Stated exercise
Copy out the stretch from the start of the items through the line containing "[[344, 332]]", both ends included, and shift every coordinate in the answers by adding 58 to it. Keep all other text in those lines unchanged.

Information supplied
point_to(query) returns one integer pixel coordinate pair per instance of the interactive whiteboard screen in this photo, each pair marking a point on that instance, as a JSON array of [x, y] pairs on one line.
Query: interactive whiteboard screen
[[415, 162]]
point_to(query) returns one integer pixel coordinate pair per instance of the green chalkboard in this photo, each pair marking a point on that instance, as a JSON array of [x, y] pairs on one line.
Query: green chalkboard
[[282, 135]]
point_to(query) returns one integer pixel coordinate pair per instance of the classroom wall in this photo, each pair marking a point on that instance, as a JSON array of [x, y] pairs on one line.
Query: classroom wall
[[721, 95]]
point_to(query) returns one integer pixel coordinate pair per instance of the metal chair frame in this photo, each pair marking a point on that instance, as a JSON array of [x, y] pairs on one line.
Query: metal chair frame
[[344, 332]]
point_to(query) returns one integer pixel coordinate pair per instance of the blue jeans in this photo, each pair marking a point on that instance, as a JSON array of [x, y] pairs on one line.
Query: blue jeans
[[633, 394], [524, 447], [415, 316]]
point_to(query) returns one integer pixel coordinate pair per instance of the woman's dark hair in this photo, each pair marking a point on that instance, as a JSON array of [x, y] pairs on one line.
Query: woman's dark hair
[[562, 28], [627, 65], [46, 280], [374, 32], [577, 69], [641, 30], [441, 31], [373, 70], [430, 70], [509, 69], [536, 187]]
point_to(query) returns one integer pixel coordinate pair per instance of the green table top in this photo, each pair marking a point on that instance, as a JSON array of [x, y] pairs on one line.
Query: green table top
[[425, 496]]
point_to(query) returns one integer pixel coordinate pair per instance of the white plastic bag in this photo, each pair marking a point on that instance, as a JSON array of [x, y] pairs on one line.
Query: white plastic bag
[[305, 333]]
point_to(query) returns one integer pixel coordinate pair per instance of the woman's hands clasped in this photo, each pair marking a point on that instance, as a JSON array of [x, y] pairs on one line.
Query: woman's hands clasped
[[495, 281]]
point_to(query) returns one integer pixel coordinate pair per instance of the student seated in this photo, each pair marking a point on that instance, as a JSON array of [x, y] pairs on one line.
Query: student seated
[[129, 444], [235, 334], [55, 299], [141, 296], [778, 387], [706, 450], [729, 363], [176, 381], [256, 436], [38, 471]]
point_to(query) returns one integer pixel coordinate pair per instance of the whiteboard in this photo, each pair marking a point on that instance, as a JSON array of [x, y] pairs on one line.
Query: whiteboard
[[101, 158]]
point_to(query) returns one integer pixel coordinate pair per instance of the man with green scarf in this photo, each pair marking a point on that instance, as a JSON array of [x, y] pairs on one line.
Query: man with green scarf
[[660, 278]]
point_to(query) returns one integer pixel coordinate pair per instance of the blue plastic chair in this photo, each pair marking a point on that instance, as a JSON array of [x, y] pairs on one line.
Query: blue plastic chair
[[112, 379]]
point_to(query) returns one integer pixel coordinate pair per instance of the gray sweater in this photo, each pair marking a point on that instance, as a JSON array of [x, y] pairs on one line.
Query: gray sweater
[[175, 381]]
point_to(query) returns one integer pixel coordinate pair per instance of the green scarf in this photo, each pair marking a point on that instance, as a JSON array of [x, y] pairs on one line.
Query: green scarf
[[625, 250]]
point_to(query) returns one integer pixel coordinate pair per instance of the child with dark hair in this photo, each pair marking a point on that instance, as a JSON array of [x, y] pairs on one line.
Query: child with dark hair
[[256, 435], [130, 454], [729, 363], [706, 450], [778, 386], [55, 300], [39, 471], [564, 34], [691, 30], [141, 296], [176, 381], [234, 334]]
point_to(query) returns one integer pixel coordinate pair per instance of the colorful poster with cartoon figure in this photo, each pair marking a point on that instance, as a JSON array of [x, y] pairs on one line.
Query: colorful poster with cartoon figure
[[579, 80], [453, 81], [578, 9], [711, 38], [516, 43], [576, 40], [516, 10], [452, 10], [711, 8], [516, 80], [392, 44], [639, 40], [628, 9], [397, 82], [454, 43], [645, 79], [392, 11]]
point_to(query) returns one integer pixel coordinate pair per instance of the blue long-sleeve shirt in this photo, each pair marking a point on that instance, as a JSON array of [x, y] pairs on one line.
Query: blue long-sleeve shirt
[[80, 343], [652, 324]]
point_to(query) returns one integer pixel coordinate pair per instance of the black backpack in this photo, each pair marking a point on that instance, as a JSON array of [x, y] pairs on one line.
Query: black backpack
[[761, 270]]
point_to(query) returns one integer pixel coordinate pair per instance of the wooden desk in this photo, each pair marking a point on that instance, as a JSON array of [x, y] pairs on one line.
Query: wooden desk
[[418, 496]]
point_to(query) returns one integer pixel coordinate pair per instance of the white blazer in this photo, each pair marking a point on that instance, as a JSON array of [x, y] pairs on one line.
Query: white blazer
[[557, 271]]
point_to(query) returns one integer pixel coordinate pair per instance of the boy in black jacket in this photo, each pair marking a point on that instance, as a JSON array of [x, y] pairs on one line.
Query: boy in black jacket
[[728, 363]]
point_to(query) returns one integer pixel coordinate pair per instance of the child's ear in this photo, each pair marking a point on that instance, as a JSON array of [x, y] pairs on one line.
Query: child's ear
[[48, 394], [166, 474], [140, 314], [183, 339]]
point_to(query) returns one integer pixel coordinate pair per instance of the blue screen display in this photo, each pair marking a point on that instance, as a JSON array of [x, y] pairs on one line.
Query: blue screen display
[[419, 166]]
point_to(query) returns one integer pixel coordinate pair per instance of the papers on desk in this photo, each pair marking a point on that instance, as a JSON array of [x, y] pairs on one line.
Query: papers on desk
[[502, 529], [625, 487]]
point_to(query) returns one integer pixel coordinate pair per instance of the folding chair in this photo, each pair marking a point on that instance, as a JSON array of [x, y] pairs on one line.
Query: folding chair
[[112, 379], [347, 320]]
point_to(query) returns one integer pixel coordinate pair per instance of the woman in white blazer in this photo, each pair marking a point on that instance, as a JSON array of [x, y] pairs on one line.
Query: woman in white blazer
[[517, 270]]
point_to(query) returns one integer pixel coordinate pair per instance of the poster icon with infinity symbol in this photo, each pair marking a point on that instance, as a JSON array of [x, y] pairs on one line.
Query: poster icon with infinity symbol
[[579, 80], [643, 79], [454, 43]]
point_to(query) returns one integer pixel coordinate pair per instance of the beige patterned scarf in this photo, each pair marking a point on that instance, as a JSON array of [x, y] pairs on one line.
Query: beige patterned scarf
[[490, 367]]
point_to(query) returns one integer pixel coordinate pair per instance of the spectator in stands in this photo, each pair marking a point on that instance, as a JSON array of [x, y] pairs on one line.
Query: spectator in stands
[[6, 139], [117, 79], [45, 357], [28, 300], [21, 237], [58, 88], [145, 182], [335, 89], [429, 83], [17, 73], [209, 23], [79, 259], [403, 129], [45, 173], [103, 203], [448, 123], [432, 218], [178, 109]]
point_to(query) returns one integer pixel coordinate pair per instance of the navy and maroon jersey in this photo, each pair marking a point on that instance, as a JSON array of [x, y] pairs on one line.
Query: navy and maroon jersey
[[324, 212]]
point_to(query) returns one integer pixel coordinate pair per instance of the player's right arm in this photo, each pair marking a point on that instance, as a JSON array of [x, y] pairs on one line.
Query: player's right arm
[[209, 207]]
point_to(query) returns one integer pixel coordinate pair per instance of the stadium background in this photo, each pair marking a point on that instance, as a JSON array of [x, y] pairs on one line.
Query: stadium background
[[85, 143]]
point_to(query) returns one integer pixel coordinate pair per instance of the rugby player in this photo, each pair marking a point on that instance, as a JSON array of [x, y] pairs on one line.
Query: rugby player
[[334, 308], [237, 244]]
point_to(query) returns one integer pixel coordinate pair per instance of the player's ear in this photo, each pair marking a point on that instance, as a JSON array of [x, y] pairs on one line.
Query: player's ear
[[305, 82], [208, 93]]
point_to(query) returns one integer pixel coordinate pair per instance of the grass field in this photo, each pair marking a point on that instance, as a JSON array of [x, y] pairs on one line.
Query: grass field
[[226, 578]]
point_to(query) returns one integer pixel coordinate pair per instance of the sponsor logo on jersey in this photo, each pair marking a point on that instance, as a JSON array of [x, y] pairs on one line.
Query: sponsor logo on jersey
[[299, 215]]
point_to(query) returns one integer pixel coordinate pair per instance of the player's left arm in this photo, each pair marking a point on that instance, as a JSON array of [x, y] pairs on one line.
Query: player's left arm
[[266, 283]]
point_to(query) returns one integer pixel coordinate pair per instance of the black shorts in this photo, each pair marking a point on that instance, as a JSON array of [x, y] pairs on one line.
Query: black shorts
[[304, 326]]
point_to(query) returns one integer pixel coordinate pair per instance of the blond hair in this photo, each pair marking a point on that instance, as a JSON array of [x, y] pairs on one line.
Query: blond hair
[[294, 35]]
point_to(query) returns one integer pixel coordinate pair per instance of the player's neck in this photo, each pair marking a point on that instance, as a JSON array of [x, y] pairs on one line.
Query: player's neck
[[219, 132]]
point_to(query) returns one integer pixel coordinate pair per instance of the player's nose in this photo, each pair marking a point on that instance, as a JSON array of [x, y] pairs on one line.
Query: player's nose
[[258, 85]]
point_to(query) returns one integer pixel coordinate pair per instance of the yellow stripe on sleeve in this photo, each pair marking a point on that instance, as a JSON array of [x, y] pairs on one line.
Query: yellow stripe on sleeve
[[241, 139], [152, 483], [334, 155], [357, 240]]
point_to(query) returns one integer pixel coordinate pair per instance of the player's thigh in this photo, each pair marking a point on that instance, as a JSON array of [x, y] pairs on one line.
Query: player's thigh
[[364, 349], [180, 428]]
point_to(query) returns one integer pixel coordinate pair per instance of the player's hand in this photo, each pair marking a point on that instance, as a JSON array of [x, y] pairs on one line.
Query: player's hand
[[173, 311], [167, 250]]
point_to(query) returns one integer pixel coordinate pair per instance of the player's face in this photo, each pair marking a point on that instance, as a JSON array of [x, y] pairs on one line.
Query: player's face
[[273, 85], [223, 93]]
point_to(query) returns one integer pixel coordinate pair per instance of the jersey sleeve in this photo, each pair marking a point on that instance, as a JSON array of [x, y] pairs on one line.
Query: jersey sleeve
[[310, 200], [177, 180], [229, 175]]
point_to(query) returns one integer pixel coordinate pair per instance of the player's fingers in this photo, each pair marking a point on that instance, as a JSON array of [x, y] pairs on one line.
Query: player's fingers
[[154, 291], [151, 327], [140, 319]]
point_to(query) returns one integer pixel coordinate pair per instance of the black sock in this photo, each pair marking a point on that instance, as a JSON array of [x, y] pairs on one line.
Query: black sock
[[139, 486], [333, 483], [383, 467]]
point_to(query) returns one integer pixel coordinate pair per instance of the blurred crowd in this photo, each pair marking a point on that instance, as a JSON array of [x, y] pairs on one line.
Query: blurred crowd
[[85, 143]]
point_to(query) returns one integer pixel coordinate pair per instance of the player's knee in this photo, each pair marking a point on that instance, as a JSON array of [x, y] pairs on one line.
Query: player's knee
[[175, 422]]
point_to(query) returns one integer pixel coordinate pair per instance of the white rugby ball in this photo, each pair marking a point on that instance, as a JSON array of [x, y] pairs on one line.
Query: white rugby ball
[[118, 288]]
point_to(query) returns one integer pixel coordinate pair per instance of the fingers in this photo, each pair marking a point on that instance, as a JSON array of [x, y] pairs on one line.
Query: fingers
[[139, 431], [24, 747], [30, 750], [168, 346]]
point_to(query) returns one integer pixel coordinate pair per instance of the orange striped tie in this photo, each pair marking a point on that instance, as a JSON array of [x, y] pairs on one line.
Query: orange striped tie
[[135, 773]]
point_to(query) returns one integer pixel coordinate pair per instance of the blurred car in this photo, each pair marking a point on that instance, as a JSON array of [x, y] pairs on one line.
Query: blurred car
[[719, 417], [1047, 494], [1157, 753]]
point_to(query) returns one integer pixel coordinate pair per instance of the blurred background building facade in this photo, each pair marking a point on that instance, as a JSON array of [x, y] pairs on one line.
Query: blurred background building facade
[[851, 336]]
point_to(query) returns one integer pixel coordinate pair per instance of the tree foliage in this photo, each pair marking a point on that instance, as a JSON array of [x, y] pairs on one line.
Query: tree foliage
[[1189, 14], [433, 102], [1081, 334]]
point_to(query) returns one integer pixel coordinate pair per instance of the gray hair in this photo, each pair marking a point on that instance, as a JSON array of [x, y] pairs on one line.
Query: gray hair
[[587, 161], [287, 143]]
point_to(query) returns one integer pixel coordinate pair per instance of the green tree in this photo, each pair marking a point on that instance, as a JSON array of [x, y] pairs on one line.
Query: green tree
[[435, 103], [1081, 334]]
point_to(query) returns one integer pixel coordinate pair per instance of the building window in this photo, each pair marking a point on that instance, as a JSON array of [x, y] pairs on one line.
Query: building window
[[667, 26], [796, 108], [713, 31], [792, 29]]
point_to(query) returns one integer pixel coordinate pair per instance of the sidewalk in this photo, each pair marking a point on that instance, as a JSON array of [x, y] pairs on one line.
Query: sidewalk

Response to the exercise
point_to(query) returns one integer pixel coordinate pair per instance of the interactive whiteboard screen in this photo, each pair marking a point on that instance, as a JSON array of [x, y] pairs on one line.
Query: interactive whiteboard screen
[[473, 220]]
point_to(query) returns one integer pixel coordinate pair per instance of the green chalkboard in this photo, each pair marking a point on that instance, as a JSON array of [x, y] pairs on one line.
Query: green chalkboard
[[340, 193]]
point_to(query) returns one integer pixel coordinate pair per instance of the classroom wall in this photo, each pair marking a point on that instance, as a JSON array of [x, y] pairs on one line.
Query: classroom wall
[[779, 153]]
point_to(query) returns one integer pixel coordinate pair per instance of the metal chair frame in this photo, each pair marking a point on that instance, as a JSON array of [x, y] pairs on one line.
Query: metal chair frame
[[402, 390]]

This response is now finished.